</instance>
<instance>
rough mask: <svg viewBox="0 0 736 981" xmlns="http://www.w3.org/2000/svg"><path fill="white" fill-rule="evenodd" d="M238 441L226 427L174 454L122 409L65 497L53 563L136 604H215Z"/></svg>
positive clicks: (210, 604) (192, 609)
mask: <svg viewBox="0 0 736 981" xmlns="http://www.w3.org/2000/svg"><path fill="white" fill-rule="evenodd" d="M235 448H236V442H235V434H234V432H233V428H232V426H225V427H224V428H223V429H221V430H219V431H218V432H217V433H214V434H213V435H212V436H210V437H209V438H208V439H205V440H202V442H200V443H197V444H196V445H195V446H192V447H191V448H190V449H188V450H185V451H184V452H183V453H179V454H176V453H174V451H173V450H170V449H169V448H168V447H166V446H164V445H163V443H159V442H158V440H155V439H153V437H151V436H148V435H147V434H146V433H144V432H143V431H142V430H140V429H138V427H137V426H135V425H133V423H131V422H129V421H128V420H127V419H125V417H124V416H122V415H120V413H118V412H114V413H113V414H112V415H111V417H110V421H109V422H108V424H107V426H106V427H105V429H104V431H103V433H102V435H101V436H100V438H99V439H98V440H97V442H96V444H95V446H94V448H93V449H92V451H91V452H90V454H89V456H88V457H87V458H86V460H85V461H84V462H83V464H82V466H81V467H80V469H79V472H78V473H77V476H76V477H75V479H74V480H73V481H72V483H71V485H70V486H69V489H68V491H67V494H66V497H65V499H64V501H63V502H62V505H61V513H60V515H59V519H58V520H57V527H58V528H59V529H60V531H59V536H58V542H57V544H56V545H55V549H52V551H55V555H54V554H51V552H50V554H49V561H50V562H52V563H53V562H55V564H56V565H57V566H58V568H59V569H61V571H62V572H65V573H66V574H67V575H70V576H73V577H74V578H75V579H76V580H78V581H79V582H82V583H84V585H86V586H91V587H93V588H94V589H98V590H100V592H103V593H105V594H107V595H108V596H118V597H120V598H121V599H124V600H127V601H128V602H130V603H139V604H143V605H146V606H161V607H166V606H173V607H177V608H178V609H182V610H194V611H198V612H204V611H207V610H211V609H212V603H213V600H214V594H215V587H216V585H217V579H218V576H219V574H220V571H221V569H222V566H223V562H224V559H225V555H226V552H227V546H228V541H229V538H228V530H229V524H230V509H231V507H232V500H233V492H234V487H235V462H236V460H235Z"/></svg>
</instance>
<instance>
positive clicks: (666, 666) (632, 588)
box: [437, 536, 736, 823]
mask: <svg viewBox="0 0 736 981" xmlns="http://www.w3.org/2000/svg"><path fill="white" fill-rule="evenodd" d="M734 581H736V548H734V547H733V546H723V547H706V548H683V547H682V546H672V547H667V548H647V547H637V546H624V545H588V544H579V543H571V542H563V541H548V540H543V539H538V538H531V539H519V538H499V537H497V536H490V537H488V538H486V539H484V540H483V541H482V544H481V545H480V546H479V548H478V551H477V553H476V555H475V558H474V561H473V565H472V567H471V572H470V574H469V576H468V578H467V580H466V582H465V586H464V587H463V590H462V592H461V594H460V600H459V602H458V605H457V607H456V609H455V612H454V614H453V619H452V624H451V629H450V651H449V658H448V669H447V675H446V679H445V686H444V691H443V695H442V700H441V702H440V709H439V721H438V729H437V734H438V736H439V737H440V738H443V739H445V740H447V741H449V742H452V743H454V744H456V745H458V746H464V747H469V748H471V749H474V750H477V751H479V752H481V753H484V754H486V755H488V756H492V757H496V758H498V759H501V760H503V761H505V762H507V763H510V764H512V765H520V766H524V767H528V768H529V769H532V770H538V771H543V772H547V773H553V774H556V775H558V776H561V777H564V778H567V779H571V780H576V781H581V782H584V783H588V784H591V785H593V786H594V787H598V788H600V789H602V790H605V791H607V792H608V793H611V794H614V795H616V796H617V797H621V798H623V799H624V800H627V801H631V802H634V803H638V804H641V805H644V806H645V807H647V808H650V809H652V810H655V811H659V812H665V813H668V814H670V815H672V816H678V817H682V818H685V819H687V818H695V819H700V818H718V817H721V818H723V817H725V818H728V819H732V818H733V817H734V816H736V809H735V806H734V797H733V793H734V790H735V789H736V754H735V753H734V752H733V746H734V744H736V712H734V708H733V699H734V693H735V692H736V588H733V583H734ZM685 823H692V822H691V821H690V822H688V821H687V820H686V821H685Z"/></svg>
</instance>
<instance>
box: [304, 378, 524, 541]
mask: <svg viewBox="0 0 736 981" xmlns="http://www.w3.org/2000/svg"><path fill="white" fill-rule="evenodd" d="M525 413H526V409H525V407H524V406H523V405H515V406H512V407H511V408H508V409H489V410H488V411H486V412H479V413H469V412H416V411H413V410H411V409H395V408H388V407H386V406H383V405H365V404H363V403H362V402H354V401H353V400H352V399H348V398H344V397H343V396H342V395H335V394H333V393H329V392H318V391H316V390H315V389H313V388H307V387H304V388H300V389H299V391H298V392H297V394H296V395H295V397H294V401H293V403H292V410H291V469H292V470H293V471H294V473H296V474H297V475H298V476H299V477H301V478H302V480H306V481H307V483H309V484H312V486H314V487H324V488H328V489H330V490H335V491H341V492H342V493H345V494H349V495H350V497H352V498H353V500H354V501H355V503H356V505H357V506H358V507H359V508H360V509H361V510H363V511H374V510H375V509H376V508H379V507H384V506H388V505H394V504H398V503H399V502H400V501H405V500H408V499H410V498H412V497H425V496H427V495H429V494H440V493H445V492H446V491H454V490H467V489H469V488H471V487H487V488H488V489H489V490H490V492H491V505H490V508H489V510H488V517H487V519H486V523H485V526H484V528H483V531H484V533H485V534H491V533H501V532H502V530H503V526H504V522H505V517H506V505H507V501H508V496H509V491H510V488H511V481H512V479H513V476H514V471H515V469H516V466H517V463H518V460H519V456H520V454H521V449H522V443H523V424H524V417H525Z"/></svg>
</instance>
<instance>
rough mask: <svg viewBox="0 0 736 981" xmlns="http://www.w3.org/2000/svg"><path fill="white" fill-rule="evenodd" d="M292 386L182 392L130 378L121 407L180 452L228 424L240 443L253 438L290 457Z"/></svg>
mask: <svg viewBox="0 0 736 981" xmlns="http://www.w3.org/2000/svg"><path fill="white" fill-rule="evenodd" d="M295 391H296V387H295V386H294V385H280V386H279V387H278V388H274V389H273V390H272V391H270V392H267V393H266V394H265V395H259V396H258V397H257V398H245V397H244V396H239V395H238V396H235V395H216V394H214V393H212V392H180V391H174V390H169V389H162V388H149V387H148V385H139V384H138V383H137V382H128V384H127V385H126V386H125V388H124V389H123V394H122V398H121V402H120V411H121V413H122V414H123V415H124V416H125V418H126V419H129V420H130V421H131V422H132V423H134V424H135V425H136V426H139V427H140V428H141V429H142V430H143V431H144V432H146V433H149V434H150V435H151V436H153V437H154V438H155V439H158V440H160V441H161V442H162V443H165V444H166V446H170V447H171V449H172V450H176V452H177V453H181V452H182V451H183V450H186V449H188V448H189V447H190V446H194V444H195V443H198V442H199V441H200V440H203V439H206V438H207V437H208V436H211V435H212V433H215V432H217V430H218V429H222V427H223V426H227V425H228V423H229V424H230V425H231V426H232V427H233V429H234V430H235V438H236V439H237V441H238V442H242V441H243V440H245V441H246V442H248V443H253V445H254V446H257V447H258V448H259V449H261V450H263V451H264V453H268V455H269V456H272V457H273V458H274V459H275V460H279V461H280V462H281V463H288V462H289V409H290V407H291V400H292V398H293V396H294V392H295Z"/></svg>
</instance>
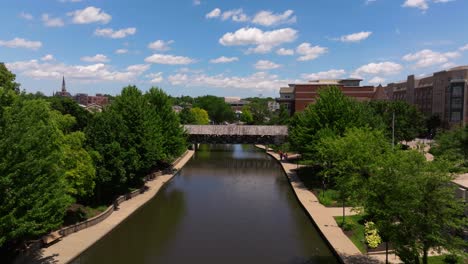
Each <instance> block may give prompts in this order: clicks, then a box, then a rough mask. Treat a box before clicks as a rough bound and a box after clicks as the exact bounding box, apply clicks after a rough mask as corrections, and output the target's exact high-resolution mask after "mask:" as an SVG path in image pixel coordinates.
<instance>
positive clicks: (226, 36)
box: [219, 27, 297, 53]
mask: <svg viewBox="0 0 468 264" xmlns="http://www.w3.org/2000/svg"><path fill="white" fill-rule="evenodd" d="M296 38H297V31H296V30H294V29H292V28H282V29H277V30H272V31H265V32H264V31H262V30H260V29H258V28H248V27H246V28H241V29H239V30H237V31H236V32H234V33H232V32H229V33H226V34H224V36H222V37H221V38H220V39H219V43H220V44H221V45H223V46H246V45H255V46H256V47H255V48H253V49H249V52H254V53H267V52H270V51H271V50H272V49H273V48H274V47H276V46H278V45H281V44H283V43H288V42H293V41H294V40H296Z"/></svg>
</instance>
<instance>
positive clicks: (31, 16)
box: [19, 12, 34, 20]
mask: <svg viewBox="0 0 468 264" xmlns="http://www.w3.org/2000/svg"><path fill="white" fill-rule="evenodd" d="M19 17H21V18H22V19H26V20H33V19H34V16H33V15H31V14H29V13H25V12H21V13H20V14H19Z"/></svg>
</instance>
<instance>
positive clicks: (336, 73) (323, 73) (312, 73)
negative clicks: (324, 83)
mask: <svg viewBox="0 0 468 264" xmlns="http://www.w3.org/2000/svg"><path fill="white" fill-rule="evenodd" d="M345 74H346V71H345V70H335V69H332V70H329V71H322V72H316V73H309V74H302V75H301V77H302V78H304V79H307V80H323V79H338V78H340V77H342V76H343V75H345Z"/></svg>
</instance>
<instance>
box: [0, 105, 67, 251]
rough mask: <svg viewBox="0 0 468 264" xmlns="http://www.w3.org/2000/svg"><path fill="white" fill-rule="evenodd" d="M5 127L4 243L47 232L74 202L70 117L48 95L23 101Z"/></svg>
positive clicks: (4, 120)
mask: <svg viewBox="0 0 468 264" xmlns="http://www.w3.org/2000/svg"><path fill="white" fill-rule="evenodd" d="M3 119H4V125H3V126H2V128H1V130H0V197H2V198H1V199H0V245H2V244H3V243H5V242H7V241H13V240H23V239H27V238H31V237H34V236H37V235H41V234H44V233H46V232H48V231H50V230H52V229H54V228H57V227H59V226H60V224H61V223H62V220H63V217H64V215H65V211H66V208H67V207H68V206H69V205H70V204H71V203H72V198H71V197H70V196H69V195H68V194H67V189H68V183H67V182H66V179H65V178H64V177H63V175H64V174H65V172H66V169H65V168H63V167H62V166H61V165H62V161H63V151H64V146H65V144H66V143H65V136H64V134H63V132H62V130H61V129H62V128H63V127H64V126H66V125H67V124H68V123H69V121H68V120H66V119H68V117H65V116H62V115H61V114H60V113H58V112H55V111H52V110H51V109H50V107H49V104H48V103H47V102H45V101H43V100H17V101H16V102H15V103H14V104H13V105H12V106H11V107H10V108H7V109H5V113H4V117H3Z"/></svg>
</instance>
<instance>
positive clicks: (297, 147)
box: [289, 86, 383, 160]
mask: <svg viewBox="0 0 468 264" xmlns="http://www.w3.org/2000/svg"><path fill="white" fill-rule="evenodd" d="M365 126H367V127H370V128H381V127H382V126H383V123H382V120H381V118H380V117H379V116H377V115H375V113H374V111H373V109H372V108H370V107H368V106H367V105H366V104H362V103H359V102H357V101H354V100H353V99H351V98H349V97H346V96H345V95H344V94H343V93H342V92H341V91H340V89H338V88H337V87H334V86H331V87H328V88H326V89H322V90H320V91H319V98H318V99H317V101H316V103H315V104H311V105H309V106H308V107H307V108H306V109H305V110H304V112H302V113H299V114H296V115H295V116H294V117H293V119H292V120H290V124H289V128H290V129H289V131H290V133H289V140H290V142H291V147H292V148H293V149H295V150H297V151H299V152H300V153H301V154H303V156H304V158H305V159H306V160H310V159H313V158H314V155H315V154H316V150H315V147H316V146H315V145H316V142H318V140H319V139H320V138H321V137H324V136H342V135H343V134H344V132H345V131H346V129H348V128H352V127H365Z"/></svg>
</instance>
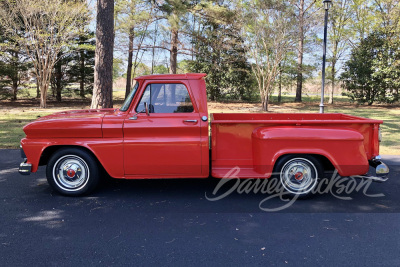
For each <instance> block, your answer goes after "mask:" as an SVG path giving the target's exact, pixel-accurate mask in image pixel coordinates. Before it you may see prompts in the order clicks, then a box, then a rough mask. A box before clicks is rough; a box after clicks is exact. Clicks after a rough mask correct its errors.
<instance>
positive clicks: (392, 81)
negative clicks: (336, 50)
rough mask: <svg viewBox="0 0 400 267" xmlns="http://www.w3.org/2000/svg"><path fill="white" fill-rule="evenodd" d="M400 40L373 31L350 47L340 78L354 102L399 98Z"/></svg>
mask: <svg viewBox="0 0 400 267" xmlns="http://www.w3.org/2000/svg"><path fill="white" fill-rule="evenodd" d="M398 62H400V41H399V39H392V40H391V39H389V38H388V36H387V34H386V33H380V32H374V33H372V34H370V35H369V36H368V37H367V38H365V39H363V40H362V41H361V42H360V44H359V46H357V47H355V48H353V50H352V52H351V56H350V59H349V60H348V61H347V62H346V64H345V71H344V72H343V73H342V74H341V76H340V78H341V80H342V82H343V88H344V89H345V90H346V91H347V92H346V93H345V95H347V96H349V97H350V98H351V99H352V100H353V101H357V102H359V103H367V104H368V105H372V104H373V103H374V102H383V103H393V102H397V101H399V88H400V66H399V64H398Z"/></svg>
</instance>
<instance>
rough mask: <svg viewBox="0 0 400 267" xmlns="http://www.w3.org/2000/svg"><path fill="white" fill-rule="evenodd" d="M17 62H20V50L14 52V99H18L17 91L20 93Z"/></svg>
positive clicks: (13, 93) (12, 88)
mask: <svg viewBox="0 0 400 267" xmlns="http://www.w3.org/2000/svg"><path fill="white" fill-rule="evenodd" d="M17 62H18V51H16V52H14V53H13V65H14V69H13V73H12V75H11V79H12V91H13V96H12V100H17V93H18V69H17Z"/></svg>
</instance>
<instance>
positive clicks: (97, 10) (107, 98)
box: [91, 0, 114, 109]
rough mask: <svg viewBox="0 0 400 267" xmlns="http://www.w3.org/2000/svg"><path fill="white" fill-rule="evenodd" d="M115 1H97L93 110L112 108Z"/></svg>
mask: <svg viewBox="0 0 400 267" xmlns="http://www.w3.org/2000/svg"><path fill="white" fill-rule="evenodd" d="M113 49H114V1H113V0H98V1H97V24H96V56H95V70H94V87H93V97H92V104H91V108H93V109H96V108H112V106H113V102H112V85H113V84H112V73H113Z"/></svg>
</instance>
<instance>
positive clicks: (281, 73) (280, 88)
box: [278, 63, 282, 103]
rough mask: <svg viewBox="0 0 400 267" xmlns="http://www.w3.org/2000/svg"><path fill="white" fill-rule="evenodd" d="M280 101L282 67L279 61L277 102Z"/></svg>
mask: <svg viewBox="0 0 400 267" xmlns="http://www.w3.org/2000/svg"><path fill="white" fill-rule="evenodd" d="M281 101H282V67H281V63H279V92H278V103H281Z"/></svg>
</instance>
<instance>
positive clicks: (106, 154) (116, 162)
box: [21, 138, 124, 178]
mask: <svg viewBox="0 0 400 267" xmlns="http://www.w3.org/2000/svg"><path fill="white" fill-rule="evenodd" d="M21 145H22V148H23V150H24V152H25V155H26V157H27V163H30V164H32V170H31V171H32V172H36V171H37V169H38V167H39V162H40V157H41V156H42V154H43V151H44V150H45V149H46V148H49V147H53V146H69V147H71V146H72V147H83V148H85V149H87V150H89V151H90V152H92V153H93V155H94V156H95V157H96V158H97V159H98V160H99V162H100V164H101V165H102V166H103V167H104V169H105V170H106V171H107V172H108V174H109V175H110V176H112V177H115V178H117V177H119V178H121V177H124V166H123V159H122V157H123V143H122V140H121V139H120V138H115V139H114V138H107V139H106V140H105V139H104V138H86V139H85V138H79V139H78V138H76V139H75V138H68V139H64V138H54V139H29V138H24V139H22V140H21Z"/></svg>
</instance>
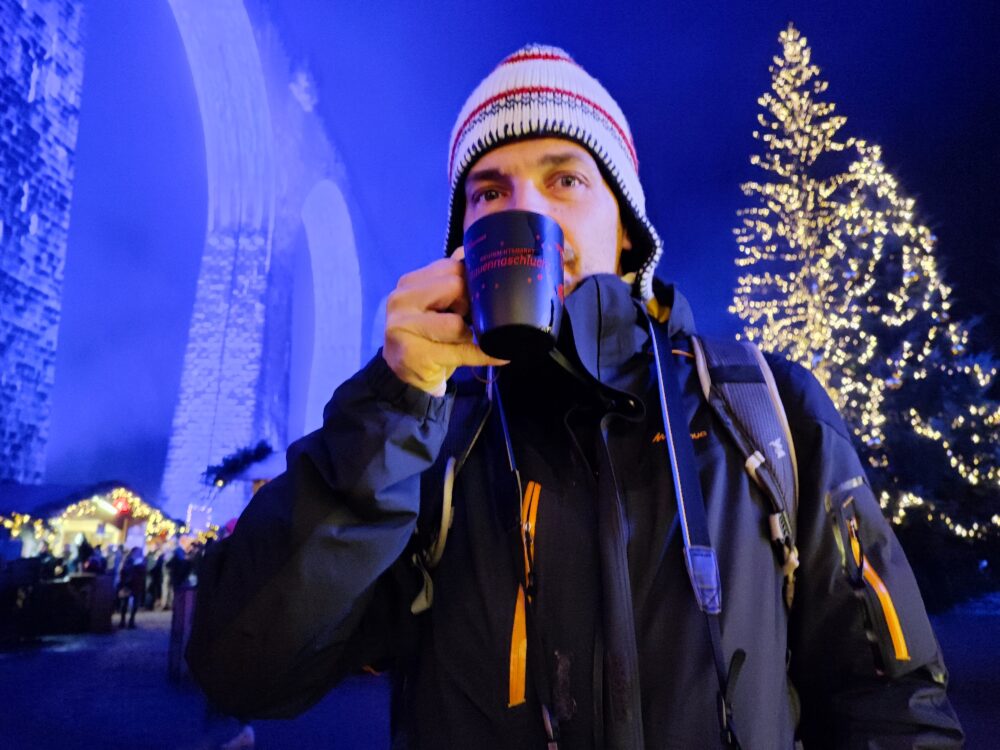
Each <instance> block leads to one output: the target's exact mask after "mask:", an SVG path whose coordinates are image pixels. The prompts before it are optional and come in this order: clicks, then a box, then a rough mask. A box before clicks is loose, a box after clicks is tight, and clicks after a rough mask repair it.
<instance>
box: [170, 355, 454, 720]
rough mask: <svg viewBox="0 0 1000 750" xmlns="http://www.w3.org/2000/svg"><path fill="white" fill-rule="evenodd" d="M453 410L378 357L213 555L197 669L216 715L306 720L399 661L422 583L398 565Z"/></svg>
mask: <svg viewBox="0 0 1000 750" xmlns="http://www.w3.org/2000/svg"><path fill="white" fill-rule="evenodd" d="M452 401H453V395H452V394H449V395H448V396H446V397H444V398H434V397H432V396H430V395H428V394H425V393H423V392H421V391H419V390H417V389H415V388H412V387H411V386H408V385H406V384H404V383H402V382H401V381H400V380H398V379H397V378H396V376H395V375H394V374H393V373H392V371H391V370H390V369H389V367H388V366H387V365H386V364H385V362H384V360H383V359H382V357H381V353H379V354H378V355H376V357H375V358H374V359H373V360H372V361H371V362H370V363H369V364H368V365H367V366H366V367H365V368H363V369H362V370H361V371H360V372H359V373H357V374H356V375H355V376H354V377H352V378H351V379H350V380H348V381H346V382H345V383H344V384H343V385H341V387H340V388H338V389H337V391H336V392H335V393H334V396H333V399H332V400H331V401H330V403H329V404H328V405H327V407H326V410H325V413H324V423H323V426H322V428H321V429H320V430H318V431H316V432H314V433H312V434H310V435H307V436H306V437H304V438H302V439H301V440H299V441H297V442H296V443H294V444H293V445H292V446H291V447H290V448H289V450H288V455H287V460H288V464H287V469H286V471H285V473H284V474H282V475H280V476H279V477H277V478H276V479H274V480H273V481H272V482H270V483H269V484H267V485H265V486H264V487H262V488H261V489H260V490H259V491H258V492H257V494H256V495H255V496H254V498H253V500H251V502H250V504H249V505H248V506H247V508H246V510H245V511H244V512H243V514H242V516H241V517H240V520H239V523H238V524H237V527H236V530H235V532H234V534H233V535H232V536H231V537H229V538H227V539H225V540H223V542H221V543H219V544H217V545H214V549H213V551H212V554H211V555H210V556H208V557H207V558H206V560H205V564H204V565H203V570H202V574H201V575H200V577H199V581H198V599H197V605H196V608H195V616H194V624H193V628H192V633H191V638H190V641H189V644H188V648H187V659H188V663H189V665H190V667H191V672H192V674H193V675H194V677H195V679H196V681H197V682H198V683H199V685H200V686H201V687H202V688H203V689H204V691H205V693H206V695H207V696H208V698H209V700H210V702H211V703H212V704H213V705H214V706H215V707H216V708H217V709H219V710H221V711H224V712H226V713H228V714H231V715H235V716H239V717H242V718H250V717H260V718H264V717H284V716H291V715H295V714H297V713H299V712H301V711H302V710H304V709H305V708H307V707H308V706H310V705H312V704H313V703H314V702H315V701H317V700H319V698H321V697H322V695H323V694H324V693H325V692H326V691H327V690H328V689H329V688H330V687H331V686H332V685H333V684H334V683H335V682H336V681H337V680H339V679H340V678H341V677H343V676H345V675H347V674H349V673H351V672H354V671H357V670H358V669H360V668H361V667H362V666H363V665H365V664H370V663H374V662H376V661H378V660H380V659H385V658H387V657H388V656H390V654H389V652H390V650H391V646H392V644H394V643H396V642H397V640H398V639H397V637H396V636H397V635H398V633H396V632H394V630H395V629H396V628H397V627H400V620H401V617H400V616H399V613H400V612H402V611H404V610H403V606H402V599H403V597H404V596H405V595H406V593H405V592H404V591H402V590H401V589H400V587H401V586H402V587H403V589H405V588H406V583H407V581H405V580H402V579H403V578H405V577H406V576H407V575H409V572H410V566H407V565H405V564H400V565H395V566H394V565H393V563H394V562H396V561H397V559H398V558H400V555H401V553H402V552H403V551H404V549H405V548H406V546H407V543H408V541H409V540H410V537H411V535H412V533H413V530H414V526H415V523H416V518H417V515H418V510H419V484H420V474H421V473H422V472H423V471H424V470H425V469H426V468H427V467H429V466H430V465H431V464H432V463H433V461H434V459H435V457H436V455H437V453H438V450H439V449H440V445H441V442H442V440H443V438H444V435H445V432H446V430H447V424H448V418H449V413H450V409H451V404H452ZM387 571H388V572H387ZM414 593H415V592H414ZM408 606H409V601H406V602H405V611H408Z"/></svg>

—————

● Work order: Could the stretch from the line with "box: [21, 138, 124, 178]" through the line with "box: [170, 355, 454, 720]" in the listing above be restated word for word, minus the pictures?

● Exercise solution:
box: [21, 138, 124, 178]
mask: <svg viewBox="0 0 400 267" xmlns="http://www.w3.org/2000/svg"><path fill="white" fill-rule="evenodd" d="M21 145H22V148H23V150H24V152H25V155H26V157H27V163H30V164H32V170H31V171H32V172H36V171H37V169H38V167H39V162H40V157H41V156H42V154H43V151H44V150H45V149H46V148H49V147H53V146H69V147H71V146H72V147H83V148H85V149H87V150H89V151H90V152H92V153H93V155H94V156H95V157H96V158H97V159H98V160H99V162H100V164H101V165H102V166H103V167H104V169H105V170H106V171H107V172H108V174H109V175H110V176H112V177H115V178H117V177H119V178H121V177H124V166H123V159H122V157H123V143H122V140H121V139H120V138H115V139H114V138H107V139H106V140H105V139H104V138H86V139H85V138H79V139H78V138H76V139H75V138H68V139H64V138H54V139H29V138H24V139H22V140H21Z"/></svg>
</instance>
Each <instance> block leads to one output: the target's exact mask after "mask:", an SVG path whose coordinates are image pixels. The prompts before it are optional and come in this order: clicks, then a box, then a rough mask. A box before clicks is loose, a box after clicks is tight, and clicks after a rough mask repair it.
<instance>
box: [170, 355, 454, 720]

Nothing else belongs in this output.